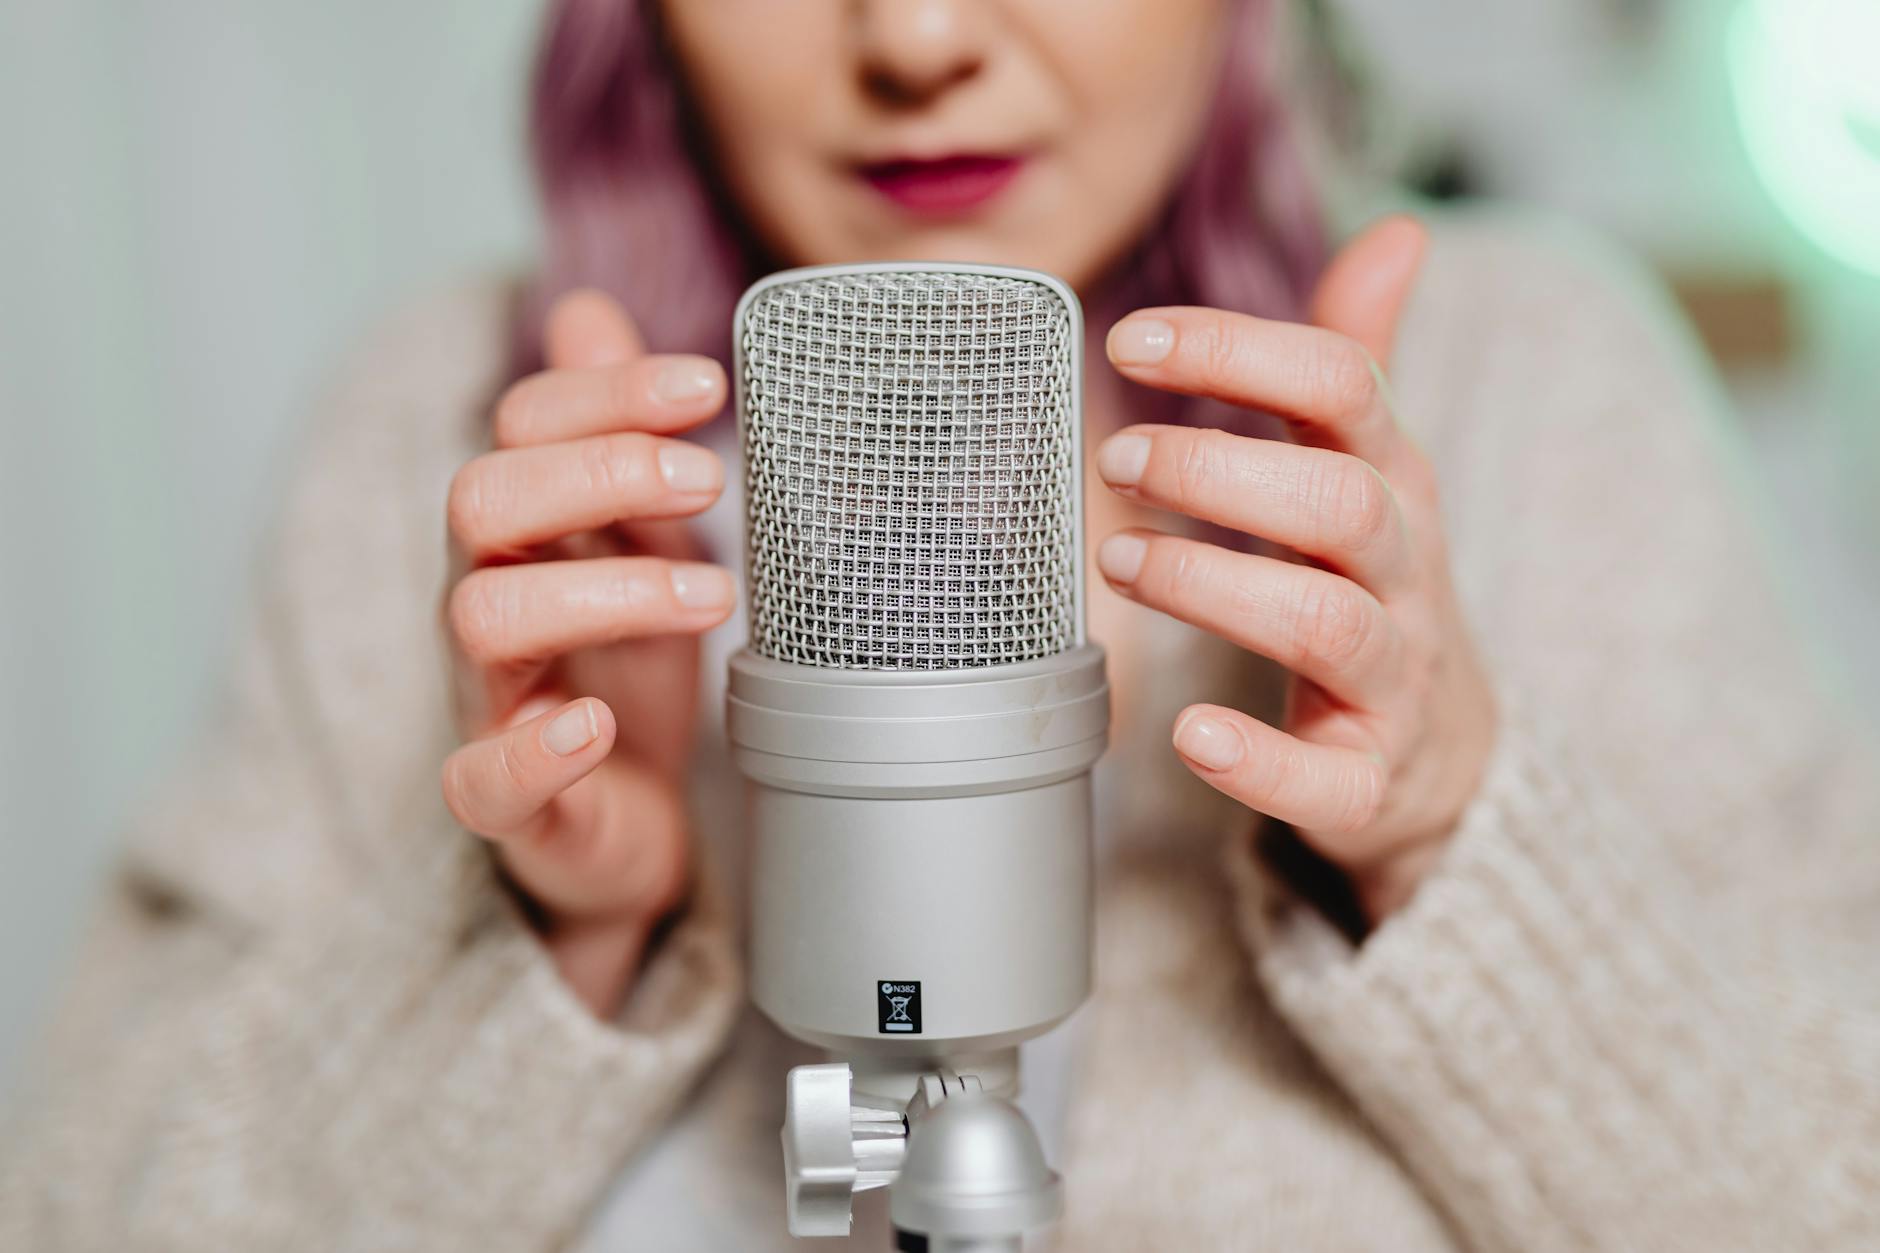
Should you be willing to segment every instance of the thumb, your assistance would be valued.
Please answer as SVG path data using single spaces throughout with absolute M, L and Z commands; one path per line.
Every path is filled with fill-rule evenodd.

==

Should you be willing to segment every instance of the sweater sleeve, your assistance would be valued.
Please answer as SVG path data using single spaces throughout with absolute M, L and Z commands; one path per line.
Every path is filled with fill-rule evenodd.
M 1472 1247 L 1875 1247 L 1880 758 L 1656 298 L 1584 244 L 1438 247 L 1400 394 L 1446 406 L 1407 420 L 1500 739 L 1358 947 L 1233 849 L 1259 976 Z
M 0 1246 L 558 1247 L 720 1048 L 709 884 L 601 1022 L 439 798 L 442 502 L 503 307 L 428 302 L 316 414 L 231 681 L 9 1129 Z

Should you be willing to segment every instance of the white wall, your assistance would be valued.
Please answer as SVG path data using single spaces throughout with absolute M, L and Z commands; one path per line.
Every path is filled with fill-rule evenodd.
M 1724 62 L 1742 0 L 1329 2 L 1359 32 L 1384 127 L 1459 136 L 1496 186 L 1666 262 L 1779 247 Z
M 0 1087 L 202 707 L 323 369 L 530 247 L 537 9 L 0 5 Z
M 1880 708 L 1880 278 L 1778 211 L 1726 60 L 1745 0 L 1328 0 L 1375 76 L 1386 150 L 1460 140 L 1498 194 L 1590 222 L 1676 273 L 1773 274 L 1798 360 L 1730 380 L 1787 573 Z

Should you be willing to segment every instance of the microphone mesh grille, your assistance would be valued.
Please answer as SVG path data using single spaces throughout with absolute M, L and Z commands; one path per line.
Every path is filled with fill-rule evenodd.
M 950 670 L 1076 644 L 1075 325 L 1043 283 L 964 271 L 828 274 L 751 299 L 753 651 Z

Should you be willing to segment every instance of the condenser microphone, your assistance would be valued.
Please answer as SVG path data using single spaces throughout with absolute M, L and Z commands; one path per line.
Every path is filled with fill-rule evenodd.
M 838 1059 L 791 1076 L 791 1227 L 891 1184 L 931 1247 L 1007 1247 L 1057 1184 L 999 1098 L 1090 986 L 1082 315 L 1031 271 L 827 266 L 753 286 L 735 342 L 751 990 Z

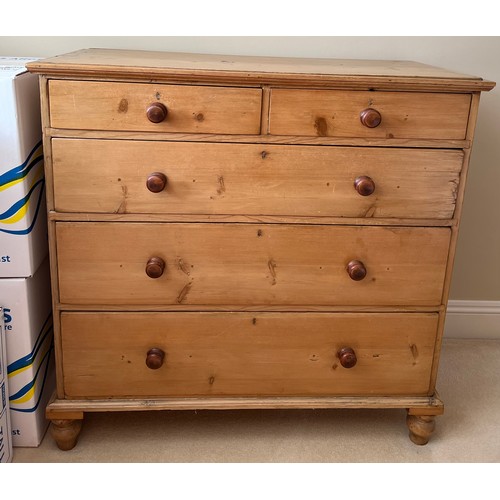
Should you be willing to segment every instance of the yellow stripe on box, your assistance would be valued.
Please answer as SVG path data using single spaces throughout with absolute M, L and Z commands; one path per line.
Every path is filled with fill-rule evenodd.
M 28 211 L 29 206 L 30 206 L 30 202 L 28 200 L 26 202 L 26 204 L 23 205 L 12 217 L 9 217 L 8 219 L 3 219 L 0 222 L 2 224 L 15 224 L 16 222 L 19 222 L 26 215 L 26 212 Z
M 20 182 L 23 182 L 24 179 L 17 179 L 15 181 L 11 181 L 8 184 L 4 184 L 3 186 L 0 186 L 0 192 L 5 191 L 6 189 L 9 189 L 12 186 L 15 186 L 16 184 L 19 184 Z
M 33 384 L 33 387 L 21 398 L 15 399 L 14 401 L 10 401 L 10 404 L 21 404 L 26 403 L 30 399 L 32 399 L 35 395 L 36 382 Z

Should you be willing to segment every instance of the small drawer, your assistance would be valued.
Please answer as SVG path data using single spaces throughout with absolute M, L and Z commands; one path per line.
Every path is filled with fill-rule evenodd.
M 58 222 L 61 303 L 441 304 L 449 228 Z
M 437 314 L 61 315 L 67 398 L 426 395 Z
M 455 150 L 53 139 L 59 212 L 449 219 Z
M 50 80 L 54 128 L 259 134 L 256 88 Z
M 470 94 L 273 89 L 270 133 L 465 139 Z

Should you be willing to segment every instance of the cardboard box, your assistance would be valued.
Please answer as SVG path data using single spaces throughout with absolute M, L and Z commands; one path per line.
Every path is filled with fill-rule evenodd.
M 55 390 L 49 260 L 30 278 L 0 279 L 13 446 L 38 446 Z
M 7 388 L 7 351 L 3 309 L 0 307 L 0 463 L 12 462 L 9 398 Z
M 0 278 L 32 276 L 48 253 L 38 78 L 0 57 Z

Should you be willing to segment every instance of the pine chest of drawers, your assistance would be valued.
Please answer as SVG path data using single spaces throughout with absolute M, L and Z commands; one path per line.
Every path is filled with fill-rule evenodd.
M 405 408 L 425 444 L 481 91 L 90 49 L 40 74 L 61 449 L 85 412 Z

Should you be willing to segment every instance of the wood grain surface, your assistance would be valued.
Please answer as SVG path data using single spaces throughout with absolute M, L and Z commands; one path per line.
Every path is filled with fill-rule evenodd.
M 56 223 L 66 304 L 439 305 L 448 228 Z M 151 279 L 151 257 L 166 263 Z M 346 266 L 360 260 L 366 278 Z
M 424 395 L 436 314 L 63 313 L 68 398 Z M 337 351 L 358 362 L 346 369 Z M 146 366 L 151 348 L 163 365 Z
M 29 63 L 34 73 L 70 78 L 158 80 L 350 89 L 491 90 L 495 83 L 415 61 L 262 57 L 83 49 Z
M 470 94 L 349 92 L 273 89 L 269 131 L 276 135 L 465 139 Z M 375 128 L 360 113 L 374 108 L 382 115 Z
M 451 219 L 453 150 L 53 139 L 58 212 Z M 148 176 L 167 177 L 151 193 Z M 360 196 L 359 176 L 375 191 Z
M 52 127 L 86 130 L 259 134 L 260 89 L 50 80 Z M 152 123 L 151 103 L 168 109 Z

==

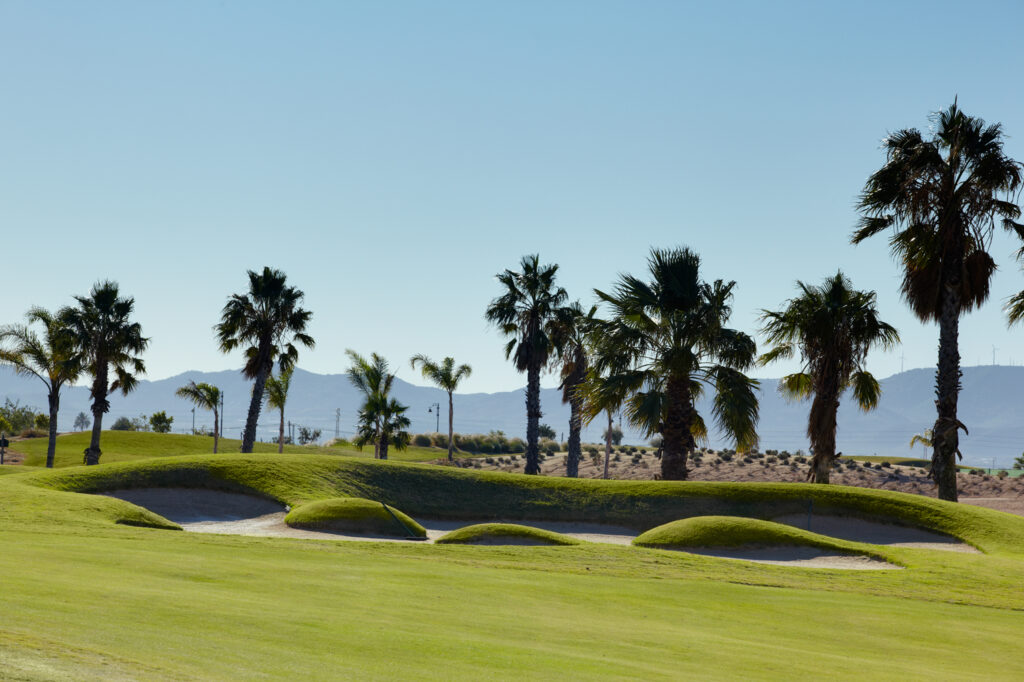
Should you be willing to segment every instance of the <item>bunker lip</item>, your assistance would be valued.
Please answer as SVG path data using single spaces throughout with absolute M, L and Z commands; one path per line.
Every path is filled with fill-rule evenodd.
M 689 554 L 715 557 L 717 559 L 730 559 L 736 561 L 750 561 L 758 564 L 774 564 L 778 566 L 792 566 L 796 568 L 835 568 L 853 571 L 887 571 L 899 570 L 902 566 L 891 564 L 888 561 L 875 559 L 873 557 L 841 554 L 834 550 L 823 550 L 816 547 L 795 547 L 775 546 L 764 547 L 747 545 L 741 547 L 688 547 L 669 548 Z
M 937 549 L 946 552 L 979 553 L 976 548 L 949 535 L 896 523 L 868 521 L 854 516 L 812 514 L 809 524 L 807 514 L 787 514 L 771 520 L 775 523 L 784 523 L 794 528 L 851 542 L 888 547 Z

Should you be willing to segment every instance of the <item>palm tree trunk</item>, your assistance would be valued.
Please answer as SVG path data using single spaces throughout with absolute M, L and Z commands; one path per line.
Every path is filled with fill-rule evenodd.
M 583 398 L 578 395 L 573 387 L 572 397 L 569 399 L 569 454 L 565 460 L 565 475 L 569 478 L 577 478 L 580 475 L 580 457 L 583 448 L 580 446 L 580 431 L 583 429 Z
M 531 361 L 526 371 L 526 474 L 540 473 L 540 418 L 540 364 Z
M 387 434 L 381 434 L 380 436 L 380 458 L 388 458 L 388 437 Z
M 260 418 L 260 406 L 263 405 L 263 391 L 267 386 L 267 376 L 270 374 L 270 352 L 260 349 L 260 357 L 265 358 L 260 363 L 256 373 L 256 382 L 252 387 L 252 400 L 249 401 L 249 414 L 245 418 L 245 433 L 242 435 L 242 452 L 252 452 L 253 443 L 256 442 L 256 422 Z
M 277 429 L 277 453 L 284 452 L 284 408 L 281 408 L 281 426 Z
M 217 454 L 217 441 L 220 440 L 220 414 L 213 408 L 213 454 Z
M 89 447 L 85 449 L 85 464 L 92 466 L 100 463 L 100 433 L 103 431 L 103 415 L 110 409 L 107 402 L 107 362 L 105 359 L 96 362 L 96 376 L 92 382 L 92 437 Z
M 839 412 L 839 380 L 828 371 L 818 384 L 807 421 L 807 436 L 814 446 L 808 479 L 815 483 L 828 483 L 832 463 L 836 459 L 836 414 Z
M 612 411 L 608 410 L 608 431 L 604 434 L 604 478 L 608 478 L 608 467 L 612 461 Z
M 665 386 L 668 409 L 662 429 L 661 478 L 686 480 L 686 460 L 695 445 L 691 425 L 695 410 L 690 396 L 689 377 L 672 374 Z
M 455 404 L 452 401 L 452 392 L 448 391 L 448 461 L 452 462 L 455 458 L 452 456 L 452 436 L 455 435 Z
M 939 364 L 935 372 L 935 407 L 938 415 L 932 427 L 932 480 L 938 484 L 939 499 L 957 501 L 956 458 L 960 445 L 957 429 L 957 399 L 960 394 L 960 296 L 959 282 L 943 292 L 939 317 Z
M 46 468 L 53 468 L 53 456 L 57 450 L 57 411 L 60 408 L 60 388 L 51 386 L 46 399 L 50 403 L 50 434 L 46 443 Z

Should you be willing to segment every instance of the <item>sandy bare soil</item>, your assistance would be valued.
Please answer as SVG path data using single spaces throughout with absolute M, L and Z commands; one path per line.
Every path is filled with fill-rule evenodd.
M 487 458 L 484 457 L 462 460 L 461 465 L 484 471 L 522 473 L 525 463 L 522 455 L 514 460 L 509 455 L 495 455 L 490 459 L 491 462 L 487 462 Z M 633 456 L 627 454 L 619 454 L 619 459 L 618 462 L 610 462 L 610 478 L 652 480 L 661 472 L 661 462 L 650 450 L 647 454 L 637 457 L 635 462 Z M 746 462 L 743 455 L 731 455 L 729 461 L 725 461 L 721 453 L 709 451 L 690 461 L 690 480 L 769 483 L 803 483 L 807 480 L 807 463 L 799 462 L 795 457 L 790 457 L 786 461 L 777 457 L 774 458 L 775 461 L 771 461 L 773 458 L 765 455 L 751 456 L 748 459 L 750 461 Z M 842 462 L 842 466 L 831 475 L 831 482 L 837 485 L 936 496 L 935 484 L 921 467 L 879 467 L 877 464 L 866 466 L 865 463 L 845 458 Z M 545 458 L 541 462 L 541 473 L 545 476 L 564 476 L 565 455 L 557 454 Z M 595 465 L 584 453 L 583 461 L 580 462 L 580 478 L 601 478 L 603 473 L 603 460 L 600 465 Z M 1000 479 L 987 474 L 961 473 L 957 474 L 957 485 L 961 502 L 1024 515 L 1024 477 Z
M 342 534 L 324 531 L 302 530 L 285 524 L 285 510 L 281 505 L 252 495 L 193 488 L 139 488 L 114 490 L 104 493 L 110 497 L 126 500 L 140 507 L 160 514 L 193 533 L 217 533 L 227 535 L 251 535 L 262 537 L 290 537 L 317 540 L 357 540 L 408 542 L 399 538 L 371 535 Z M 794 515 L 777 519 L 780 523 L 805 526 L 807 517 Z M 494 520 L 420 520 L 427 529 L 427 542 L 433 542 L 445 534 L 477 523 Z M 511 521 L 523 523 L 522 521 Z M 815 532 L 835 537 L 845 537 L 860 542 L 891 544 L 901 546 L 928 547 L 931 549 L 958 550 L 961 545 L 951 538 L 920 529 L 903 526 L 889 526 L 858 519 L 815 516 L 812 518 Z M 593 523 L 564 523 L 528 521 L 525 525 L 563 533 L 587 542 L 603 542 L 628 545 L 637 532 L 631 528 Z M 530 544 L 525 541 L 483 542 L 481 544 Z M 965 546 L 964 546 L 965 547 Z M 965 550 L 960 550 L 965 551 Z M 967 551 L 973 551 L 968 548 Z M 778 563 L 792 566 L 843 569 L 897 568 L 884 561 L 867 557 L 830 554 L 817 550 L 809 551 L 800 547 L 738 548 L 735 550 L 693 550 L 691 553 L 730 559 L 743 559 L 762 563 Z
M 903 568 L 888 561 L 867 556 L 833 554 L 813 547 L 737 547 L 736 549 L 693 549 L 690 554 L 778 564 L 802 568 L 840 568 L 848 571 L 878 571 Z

> WHAT TO DO: Look through the records and gather every line containing "microphone".

> WRITTEN SOLUTION:
Should you be willing to segment every instance of the microphone mesh grille, your assistance would be valued.
Should you be willing to segment every instance of the condenser microphone, your assistance would be valued.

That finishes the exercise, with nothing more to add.